__GOAL OF THE EXERCISE__: Would you retype the listing below exactly as given?

__MATERIAL FOR THE TASK__:
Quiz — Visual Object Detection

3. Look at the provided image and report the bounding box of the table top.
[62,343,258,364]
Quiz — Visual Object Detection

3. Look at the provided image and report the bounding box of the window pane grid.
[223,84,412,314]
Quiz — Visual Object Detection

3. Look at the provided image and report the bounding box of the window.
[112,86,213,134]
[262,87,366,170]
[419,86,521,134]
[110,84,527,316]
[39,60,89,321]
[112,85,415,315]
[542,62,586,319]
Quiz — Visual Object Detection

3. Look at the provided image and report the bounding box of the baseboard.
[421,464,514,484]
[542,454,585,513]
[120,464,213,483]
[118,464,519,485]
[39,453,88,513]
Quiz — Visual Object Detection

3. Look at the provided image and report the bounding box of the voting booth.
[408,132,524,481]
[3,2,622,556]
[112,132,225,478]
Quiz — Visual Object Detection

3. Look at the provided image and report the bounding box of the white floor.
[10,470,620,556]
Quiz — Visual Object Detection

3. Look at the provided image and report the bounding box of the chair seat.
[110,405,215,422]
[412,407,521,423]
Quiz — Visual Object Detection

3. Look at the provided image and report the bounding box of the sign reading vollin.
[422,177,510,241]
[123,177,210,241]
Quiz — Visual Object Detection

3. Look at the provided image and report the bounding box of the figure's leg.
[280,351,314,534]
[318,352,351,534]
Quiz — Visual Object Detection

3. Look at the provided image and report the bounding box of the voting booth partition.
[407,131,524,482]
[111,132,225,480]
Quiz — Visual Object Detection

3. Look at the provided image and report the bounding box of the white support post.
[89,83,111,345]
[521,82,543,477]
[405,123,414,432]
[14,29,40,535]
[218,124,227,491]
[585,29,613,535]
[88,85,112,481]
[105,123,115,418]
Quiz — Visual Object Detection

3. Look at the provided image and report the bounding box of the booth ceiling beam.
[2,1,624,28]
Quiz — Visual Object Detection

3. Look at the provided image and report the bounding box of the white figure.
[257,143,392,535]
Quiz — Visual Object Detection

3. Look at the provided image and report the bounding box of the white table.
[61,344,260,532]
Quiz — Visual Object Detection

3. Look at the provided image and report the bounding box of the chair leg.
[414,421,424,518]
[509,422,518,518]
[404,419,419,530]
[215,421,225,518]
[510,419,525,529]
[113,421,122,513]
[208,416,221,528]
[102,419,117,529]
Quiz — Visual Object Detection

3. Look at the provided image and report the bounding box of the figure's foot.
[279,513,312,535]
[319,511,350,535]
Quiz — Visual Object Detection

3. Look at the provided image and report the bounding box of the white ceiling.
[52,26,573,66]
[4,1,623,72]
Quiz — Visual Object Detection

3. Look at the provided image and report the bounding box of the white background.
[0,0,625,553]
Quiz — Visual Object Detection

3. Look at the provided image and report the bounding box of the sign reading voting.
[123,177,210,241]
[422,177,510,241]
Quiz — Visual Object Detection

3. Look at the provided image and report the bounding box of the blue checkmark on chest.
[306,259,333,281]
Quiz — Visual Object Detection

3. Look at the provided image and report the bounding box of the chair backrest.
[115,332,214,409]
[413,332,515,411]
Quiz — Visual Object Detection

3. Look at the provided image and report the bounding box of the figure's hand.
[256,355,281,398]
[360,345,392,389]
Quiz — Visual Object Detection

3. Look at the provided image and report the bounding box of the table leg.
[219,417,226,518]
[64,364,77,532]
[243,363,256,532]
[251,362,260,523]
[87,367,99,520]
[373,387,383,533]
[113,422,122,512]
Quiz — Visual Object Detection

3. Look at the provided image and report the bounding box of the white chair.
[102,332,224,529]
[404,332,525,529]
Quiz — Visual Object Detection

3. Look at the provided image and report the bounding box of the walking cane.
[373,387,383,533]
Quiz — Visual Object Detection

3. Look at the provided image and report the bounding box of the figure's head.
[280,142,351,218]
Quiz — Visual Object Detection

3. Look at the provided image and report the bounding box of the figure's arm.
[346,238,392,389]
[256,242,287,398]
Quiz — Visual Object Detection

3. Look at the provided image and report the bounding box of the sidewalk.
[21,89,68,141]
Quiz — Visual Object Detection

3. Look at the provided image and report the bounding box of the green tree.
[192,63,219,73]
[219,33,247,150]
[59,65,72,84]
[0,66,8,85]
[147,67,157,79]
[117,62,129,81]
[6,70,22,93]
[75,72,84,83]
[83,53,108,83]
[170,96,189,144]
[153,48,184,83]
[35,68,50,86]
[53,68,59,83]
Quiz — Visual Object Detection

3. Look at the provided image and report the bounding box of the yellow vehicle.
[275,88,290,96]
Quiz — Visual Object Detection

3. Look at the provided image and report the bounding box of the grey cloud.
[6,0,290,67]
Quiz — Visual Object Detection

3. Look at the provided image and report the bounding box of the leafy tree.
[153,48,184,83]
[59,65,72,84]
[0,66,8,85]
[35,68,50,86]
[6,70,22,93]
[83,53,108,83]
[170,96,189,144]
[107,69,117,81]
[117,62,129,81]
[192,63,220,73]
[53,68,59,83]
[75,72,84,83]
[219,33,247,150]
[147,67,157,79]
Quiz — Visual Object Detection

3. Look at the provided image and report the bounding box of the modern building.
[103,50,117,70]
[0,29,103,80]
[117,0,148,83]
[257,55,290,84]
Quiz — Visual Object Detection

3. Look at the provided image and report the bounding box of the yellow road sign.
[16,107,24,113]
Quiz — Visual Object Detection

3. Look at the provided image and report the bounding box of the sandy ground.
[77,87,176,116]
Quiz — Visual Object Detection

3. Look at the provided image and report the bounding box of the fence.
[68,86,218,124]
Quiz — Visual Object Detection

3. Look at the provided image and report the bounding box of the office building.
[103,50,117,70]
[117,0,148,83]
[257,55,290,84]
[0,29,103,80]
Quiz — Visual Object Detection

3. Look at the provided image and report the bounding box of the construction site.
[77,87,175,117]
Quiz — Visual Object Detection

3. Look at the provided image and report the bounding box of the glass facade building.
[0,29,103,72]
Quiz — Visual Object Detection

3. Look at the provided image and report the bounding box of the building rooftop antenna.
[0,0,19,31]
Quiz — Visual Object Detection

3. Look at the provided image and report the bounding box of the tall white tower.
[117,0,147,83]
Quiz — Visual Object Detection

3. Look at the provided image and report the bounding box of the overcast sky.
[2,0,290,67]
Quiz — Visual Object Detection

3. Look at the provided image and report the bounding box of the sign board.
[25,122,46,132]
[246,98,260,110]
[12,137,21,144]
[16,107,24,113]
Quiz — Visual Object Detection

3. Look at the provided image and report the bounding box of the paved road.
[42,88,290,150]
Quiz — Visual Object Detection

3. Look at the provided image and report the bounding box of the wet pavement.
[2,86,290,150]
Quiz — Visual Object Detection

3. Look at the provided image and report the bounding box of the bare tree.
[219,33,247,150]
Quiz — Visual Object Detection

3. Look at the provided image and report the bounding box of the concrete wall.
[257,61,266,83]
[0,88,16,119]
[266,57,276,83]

__SOLVED EXERCISE__:
Quiz — Visual Object Detection

3. Look at the provided image and report the bounding box of the table top.
[62,343,258,364]
Quiz — Visual Object Detection

3. Look at the provided image and report the bounding box of the window pane grid.
[223,84,412,314]
Quiz — Visual Object Detection

3. Look at the provided image and report the bounding box of the window.
[112,86,213,134]
[262,87,366,170]
[419,86,521,134]
[110,84,527,316]
[39,60,89,321]
[112,85,415,315]
[542,62,586,319]
Quiz — Visual Object Detection

3. Look at the provided image and report the bounding box of the baseboard.
[421,464,514,484]
[542,454,585,513]
[120,464,213,483]
[118,464,519,485]
[39,453,88,513]
Quiz — Visual Object Detection

3. Look at the provided image and report the bounding box of the voting booth.
[408,132,524,481]
[3,2,622,556]
[112,132,225,478]
Quiz — Visual Object Detection

3. Look at the provided image and report the bounding box of the white floor.
[10,470,620,556]
Quiz — Visual Object Detection

3. Look at the provided image and report the bounding box of the chair seat.
[110,405,215,422]
[412,407,521,423]
Quiz — Visual Object Detection

3. Look at the provided image and report the bounding box of the sign reading vollin.
[422,177,510,241]
[123,177,210,241]
Quiz — Visual Object Detection

3. Look at the provided image and report the bounding box of the figure's leg.
[280,351,314,534]
[318,352,351,534]
Quiz — Visual Object Detection

3. Look at the provided image and report the bounding box of the voting booth partition.
[407,131,524,482]
[111,132,225,480]
Quiz — Visual Object Detection

3. Look at the provided image and report the bounding box of the white support post.
[89,83,111,345]
[521,82,543,477]
[405,123,414,432]
[14,29,40,535]
[218,124,227,491]
[585,29,613,535]
[88,85,112,481]
[105,123,115,418]
Quiz — Visual Object Detection

3. Look at the provided image and report the bounding box of the booth ceiling beam.
[2,1,624,28]
Quiz — Visual Object Detection

3. Look at the provided image and report the bounding box of the white figure.
[257,143,392,535]
Quiz — Visual Object Detection

3. Look at the provided image and report the bounding box of the white table.
[61,344,260,532]
Quiz — Visual Object Detection

3. Look at the provided image and report the bounding box of the chair leg.
[414,421,424,518]
[509,422,518,518]
[404,419,419,530]
[215,421,225,518]
[510,419,525,529]
[113,421,122,513]
[208,416,221,528]
[102,419,117,529]
Quiz — Visual Object Detection

3. Look at the provided image and report the bounding box of the figure's foot.
[279,513,312,535]
[319,511,350,535]
Quiz — Visual Object Detection

3. Look at the provided image and report the bounding box of the white ceiling.
[52,26,573,66]
[4,1,623,72]
Quiz — Visual Object Detection

3. Look at the provided image and report the bounding box of the white background.
[0,0,625,553]
Quiz — Visual Object Detection

3. Look at the provided image and report the bounding box of the sign reading voting.
[123,177,210,241]
[422,177,510,241]
Quiz — Visual Object Detection

3. Look at the provided image and report the bounding box of the blue checkmark on chest.
[306,259,333,281]
Quiz — Visual Object Detection

3. Look at the provided image and report the bounding box of the chair backrest.
[115,332,214,409]
[413,332,515,411]
Quiz — Visual Object Detection

3. Look at the provided image and report the bounding box of the figure's hand.
[256,355,281,398]
[360,345,392,389]
Quiz — Visual Object Detection

3. Look at the provided image and report the bounding box of the table leg.
[219,417,226,518]
[64,364,77,532]
[243,363,256,532]
[251,362,260,523]
[87,367,99,520]
[373,387,383,533]
[113,422,122,512]
Quiz — Visual Object Detection

3. Look at the provided image and report the bounding box of the white chair.
[102,332,224,529]
[404,332,525,529]
Quiz — Visual Object Detection

3. Look at the provided image and report the bounding box of the walking cane.
[373,387,383,533]
Quiz — Visual Object Detection

3. Look at the provided image and report the bounding box of the figure's head.
[280,142,351,218]
Quiz — Visual Object Detection

3. Look at the provided image and report the bounding box of the figure's arm.
[346,238,392,389]
[256,242,287,398]
Quiz — Visual Object Detection

3. Look at the provided image and report the bounding box of the sidewalk.
[21,89,68,141]
Quiz — Visual Object Detection

3. Look at the provided image and report the bounding box of the green tree.
[192,63,219,73]
[219,33,247,150]
[59,65,72,84]
[0,66,8,85]
[147,67,157,79]
[117,62,129,81]
[6,70,22,93]
[75,72,84,83]
[83,53,108,83]
[170,96,189,144]
[153,48,184,83]
[35,68,50,86]
[53,68,59,83]
Quiz — Visual Object Detection

3. Look at the provided image and report the bounding box of the yellow vehicle.
[275,88,290,96]
Quiz — Visual Object Detection

3. Look at the provided image and report the bounding box of the grey cloud.
[6,0,290,67]
Quiz — Visual Object Detection

3. Look at the provided image and report the bounding box of the leafy tree.
[153,48,184,83]
[59,65,72,84]
[0,66,8,85]
[35,68,50,86]
[6,70,22,93]
[83,53,108,83]
[170,96,189,144]
[107,69,117,81]
[117,62,129,81]
[192,63,220,73]
[53,68,59,83]
[75,72,84,83]
[219,33,247,150]
[147,67,157,79]
Quiz — Visual Object Detection

3. Look at the provided image and report the bounding box of the modern building.
[103,50,117,70]
[0,29,103,80]
[117,0,148,83]
[257,55,290,84]
Quiz — Visual Object Detection

3. Look at the provided image and report the bounding box of the yellow road sign.
[16,107,24,113]
Quiz — Visual Object Detection

3. Look at the provided image and report the bounding box of the sandy ground.
[77,87,176,116]
Quiz — Visual Object Detection

3. Look at the provided image and report the bounding box of the fence.
[68,86,218,124]
Quiz — Visual Object Detection

3. Look at the provided image and report the bounding box of the office building.
[103,50,117,70]
[117,0,148,83]
[257,55,290,84]
[0,29,103,80]
Quiz — Visual Object Detection

3. Look at the provided image and report the bounding box of the construction site.
[77,87,175,117]
Quiz — Visual Object Detection

3. Look at the provided image and report the bounding box of the glass facade building.
[0,29,103,72]
Quiz — Visual Object Detection

3. Look at the provided image and report the bounding box of the building rooftop antenna.
[0,0,19,31]
Quiz — Visual Object Detection

3. Look at the provided image and report the bounding box of the tall white tower.
[117,0,147,83]
Quiz — Visual Object Detection

3. Look at the provided image and report the bounding box of the overcast sky.
[2,0,290,67]
Quiz — Visual Object Detection

3. Look at the provided image and report the bounding box of the sign board.
[25,122,46,132]
[246,98,260,110]
[12,137,21,144]
[16,107,24,113]
Quiz — Visual Object Detection

3. Look at the provided image and report the bounding box of the paved road.
[42,88,290,150]
Quiz — Visual Object Detection

3. Look at the provided image and report the bounding box of the wet pavement.
[2,86,290,150]
Quiz — Visual Object Detection

3. Look at the provided image and report the bounding box of the bare tree.
[219,33,247,150]
Quiz — Visual Object Detection

3. Look at the provided image and report the bounding box of the concrete wall.
[257,61,266,83]
[0,88,16,119]
[266,57,276,83]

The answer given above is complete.